## THE EXERCISE:
Collect each line of the material below that contains the word "wall" and copy those lines out in full.

## RECORDS SHOWN:
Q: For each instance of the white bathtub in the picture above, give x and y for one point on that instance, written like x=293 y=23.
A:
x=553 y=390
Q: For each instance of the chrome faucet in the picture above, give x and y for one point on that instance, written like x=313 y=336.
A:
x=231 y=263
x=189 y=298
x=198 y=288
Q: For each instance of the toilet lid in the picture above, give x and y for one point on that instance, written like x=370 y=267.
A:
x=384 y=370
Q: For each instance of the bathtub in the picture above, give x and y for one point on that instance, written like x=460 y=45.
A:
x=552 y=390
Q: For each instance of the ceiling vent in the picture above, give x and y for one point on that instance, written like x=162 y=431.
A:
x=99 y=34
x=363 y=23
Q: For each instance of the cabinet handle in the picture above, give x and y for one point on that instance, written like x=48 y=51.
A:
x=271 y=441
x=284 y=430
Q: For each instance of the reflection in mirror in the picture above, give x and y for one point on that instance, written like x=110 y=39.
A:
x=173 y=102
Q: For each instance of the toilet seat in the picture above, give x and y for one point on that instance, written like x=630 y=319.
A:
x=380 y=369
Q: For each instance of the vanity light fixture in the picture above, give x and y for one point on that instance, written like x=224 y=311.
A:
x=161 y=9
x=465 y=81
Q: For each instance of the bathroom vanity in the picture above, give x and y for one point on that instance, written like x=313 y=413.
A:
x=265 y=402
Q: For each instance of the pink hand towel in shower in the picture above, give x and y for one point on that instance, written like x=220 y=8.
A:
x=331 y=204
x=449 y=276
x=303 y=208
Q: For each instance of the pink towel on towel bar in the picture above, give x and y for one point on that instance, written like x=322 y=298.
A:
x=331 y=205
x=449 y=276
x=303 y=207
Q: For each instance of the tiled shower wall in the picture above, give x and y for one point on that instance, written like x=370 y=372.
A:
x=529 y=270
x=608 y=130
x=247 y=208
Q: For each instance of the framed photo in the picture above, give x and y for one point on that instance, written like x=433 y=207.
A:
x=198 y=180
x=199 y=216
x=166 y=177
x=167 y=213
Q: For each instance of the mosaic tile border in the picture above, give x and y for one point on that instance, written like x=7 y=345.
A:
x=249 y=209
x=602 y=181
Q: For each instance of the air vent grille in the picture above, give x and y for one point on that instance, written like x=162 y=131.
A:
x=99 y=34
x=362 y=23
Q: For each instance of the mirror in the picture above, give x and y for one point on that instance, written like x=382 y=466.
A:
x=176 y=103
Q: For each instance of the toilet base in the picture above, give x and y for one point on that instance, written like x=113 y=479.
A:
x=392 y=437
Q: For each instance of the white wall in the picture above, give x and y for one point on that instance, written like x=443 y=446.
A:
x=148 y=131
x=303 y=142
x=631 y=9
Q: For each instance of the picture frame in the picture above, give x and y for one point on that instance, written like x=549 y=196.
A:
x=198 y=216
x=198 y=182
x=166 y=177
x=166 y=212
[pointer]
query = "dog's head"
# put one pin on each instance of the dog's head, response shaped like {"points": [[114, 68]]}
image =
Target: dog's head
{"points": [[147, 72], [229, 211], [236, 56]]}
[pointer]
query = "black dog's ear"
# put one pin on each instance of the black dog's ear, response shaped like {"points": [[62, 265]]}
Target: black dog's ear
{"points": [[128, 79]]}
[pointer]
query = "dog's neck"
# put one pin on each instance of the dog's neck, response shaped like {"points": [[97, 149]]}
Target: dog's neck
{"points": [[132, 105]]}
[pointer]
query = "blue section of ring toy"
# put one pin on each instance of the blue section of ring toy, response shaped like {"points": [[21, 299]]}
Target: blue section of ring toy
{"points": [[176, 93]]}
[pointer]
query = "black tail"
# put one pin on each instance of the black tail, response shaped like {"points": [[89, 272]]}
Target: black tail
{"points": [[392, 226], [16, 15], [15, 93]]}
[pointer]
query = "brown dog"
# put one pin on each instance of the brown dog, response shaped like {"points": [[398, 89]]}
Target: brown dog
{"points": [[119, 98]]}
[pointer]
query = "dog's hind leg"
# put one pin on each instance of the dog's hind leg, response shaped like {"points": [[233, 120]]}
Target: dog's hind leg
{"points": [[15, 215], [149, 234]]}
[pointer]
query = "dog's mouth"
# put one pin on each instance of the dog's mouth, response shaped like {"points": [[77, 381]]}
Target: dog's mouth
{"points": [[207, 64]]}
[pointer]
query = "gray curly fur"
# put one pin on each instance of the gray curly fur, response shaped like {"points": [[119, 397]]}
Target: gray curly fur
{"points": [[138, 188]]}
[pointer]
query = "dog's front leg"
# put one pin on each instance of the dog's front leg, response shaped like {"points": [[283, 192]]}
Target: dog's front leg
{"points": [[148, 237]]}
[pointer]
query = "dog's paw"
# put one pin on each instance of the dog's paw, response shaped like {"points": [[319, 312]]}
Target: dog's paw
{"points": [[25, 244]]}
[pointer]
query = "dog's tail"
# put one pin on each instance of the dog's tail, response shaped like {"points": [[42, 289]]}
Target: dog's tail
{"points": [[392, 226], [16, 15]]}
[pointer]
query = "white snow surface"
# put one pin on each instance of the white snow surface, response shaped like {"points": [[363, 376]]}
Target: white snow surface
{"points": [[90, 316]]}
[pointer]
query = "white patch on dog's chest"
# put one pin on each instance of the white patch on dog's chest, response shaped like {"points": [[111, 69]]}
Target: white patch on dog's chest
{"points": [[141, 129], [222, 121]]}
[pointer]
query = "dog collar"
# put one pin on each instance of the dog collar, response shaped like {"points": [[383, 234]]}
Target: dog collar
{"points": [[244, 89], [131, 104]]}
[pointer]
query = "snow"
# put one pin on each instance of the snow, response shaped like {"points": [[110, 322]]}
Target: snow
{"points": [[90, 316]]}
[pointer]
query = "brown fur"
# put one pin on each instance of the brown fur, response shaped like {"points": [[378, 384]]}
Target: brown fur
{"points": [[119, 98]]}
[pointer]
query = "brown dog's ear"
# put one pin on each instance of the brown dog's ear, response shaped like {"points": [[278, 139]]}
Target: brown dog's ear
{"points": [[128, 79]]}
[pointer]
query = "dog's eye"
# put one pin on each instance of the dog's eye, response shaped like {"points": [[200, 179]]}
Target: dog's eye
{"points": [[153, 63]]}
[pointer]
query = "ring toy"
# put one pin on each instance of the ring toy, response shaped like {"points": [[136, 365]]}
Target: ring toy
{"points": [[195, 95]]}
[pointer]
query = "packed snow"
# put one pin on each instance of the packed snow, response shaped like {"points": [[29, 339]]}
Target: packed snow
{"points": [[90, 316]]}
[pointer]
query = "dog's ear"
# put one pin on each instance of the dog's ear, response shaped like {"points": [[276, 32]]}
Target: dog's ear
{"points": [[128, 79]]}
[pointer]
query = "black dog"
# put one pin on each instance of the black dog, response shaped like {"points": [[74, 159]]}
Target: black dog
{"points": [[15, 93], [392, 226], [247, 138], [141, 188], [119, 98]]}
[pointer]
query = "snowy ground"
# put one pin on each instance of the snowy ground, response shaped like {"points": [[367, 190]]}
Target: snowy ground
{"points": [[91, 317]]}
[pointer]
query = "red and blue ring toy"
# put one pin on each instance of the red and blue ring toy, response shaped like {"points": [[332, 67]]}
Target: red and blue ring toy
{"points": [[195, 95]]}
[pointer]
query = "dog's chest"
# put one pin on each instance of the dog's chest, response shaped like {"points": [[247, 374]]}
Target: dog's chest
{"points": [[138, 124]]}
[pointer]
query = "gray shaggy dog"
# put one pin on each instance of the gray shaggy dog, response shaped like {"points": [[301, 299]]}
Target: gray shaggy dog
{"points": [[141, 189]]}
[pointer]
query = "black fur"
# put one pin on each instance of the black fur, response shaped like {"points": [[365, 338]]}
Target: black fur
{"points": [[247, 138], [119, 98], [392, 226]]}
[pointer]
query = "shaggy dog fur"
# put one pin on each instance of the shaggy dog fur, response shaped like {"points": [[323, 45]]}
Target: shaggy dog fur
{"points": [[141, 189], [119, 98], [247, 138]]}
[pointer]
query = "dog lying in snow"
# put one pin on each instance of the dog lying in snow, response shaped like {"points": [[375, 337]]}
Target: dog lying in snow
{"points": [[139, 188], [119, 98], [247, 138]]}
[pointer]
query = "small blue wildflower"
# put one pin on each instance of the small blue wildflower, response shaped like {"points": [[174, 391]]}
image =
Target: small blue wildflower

## TASK SOLUTION:
Q: For each instance of the tiled shower wall in the picture above, give x and y for one point on that instance, written like x=370 y=372.
Q: For each instance of the white wall in the picture above, give x and y for one point on that instance, written like x=443 y=446.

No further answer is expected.